> **PROBLEM REQUIREMENTS**: Reproduce the lines below word for word, leaving out the pictures.

━━━━━━

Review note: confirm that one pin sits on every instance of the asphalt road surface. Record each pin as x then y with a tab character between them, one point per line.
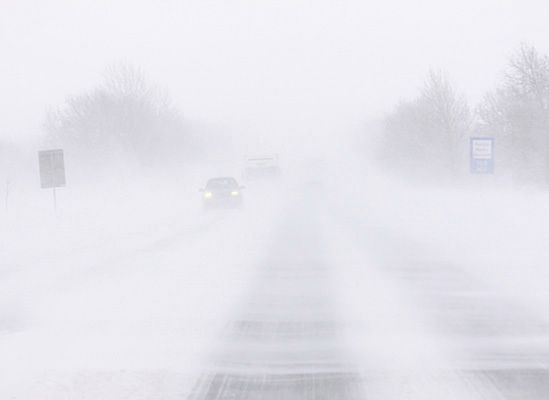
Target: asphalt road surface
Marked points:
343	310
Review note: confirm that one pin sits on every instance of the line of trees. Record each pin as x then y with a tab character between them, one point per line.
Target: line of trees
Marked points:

━━━━━━

> **ANSWER FOR THIS EXERCISE**:
Review note: confirm that one pin sits on every instance of the asphalt road surface. Record each pin as x then y with a tab character between them, one point per line.
Target: asphalt road surface
Marked points:
343	310
Review note: confirm that one pin sits on every instance of the line of trees. Record each pin as x then y with a tab character between them, one point per line.
Target: line of trees
Marked points:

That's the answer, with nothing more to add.